* Consigne
Poursuivez l'article sur Etienne Cendrier et les antennes relais à partir de sa dernière phrase.

* Extrait source
───

Eléctro-sensibilité

Téléphones mobiles : vers une nouvelle crise sanitaire ?

Eléctro-sensibilité

par Ivan du Roy

Etienne Cendrier, fondateur de l’association Robin des toits, ne se bat pas contre les téléphones portables mais en faveur d’une règlementation plus sévère pour limiter les effets néfastes sur l’organisme de leurs champs électromagnétiques. Histoire d’un peintre devenu expert citoyen.

Cet article a été initialement publié dans l’hebdomadaire Témoignage Chrétien

Tout a commencé en 2000. Etienne Cendrier indique de la fenêtre de son atelier de peinture le toit de l’immeuble en vis-à-vis. « Ils ont installé ça. Je n’avais aucune idée de ce que c’était. » Le regard quitte le chevalet pour se fixer sur deux longs rectangles blancs, posés verticalement à une cinquantaine de mètres. « Ça », ce sont deux relais de téléphonie mobile au profil caractéristique, plantés au dessus de la maternelle qui accueillait ses enfants. Une « station » parmi les 2149 antennes que compte aujourd’hui la capitale. Le peintre se renseigne, lit des articles sur le danger potentiel d’un surcroît d’ondes, demande à son père, qui a suivi une formation d’ingénieur, de lui expliquer les aspects techniques. Les champs électromagnétiques et leur mesure, les rayonnements non ionisants et ionisants, leurs effets dits « thermiques » (comme dans les fours à micro-ondes), le « débit d’absorption spécifique » (le niveau d’énergie que diffuse chaque téléphone), n’ont presque plus de secrets pour cet artiste longtemps imperméable aux matières scientifiques. L’association Robin des toits est née.

───

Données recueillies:
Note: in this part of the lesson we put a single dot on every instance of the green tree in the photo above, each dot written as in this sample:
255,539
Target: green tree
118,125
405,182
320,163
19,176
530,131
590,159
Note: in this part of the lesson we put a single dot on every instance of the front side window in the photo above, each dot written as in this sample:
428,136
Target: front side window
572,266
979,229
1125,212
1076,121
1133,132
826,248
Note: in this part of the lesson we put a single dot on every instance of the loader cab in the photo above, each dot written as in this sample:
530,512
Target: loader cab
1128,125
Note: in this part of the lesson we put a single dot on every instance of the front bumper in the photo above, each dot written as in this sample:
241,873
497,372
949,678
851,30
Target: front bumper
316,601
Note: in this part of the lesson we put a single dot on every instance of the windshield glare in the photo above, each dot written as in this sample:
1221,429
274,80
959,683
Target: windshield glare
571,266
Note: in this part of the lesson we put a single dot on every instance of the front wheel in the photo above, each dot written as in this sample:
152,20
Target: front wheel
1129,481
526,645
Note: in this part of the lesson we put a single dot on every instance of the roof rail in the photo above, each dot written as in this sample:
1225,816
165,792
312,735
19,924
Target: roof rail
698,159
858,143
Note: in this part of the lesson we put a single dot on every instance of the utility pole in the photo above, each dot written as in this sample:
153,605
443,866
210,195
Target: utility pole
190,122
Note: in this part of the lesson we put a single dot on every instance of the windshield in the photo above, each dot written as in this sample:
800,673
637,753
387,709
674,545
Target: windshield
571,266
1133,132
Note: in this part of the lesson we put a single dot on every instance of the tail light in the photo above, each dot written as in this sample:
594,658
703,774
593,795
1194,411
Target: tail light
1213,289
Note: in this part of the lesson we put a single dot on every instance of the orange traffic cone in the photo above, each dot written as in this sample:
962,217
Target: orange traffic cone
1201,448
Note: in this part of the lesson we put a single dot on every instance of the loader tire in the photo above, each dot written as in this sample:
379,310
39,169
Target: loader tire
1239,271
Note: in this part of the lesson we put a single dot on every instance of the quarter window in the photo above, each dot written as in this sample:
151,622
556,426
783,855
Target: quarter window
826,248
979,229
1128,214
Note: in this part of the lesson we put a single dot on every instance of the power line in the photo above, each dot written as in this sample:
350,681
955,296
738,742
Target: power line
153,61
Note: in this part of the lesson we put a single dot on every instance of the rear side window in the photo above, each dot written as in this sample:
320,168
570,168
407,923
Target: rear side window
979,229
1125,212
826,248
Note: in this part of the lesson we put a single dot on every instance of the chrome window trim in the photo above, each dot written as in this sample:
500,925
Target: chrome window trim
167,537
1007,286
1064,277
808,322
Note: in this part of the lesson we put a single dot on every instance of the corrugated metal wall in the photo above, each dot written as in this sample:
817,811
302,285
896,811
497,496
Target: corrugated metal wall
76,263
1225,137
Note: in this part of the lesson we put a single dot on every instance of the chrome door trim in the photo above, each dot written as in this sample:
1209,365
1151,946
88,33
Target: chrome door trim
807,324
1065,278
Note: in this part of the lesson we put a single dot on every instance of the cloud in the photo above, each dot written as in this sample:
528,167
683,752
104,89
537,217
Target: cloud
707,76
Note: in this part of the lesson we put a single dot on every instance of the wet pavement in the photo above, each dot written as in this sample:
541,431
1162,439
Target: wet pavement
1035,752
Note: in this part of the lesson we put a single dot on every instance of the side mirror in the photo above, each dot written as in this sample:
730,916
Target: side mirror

───

* Résultat obtenu
Etienne Cendrier est entré bien malgré lui dans cette caste très particulière que sont les lanceurs d’alerte, ces scientifiques et citoyens qui se mobilisent pour faire connaître un risque sanitaire potentiel, et qui en échange, mettent en danger leur carrière ou sont traînés en justice. Parfois les deux. « Lanceur d’alerte, ça ne se programme pas. Nous sommes une génération spontanée. » Sa « vraie vie », dit-il, n’est pas l’activisme, mais son atelier, dont il sortait peu avant de devenir hyper-sensible à cette nouvelle cause.

« Un scénario comme l’amiante se profile »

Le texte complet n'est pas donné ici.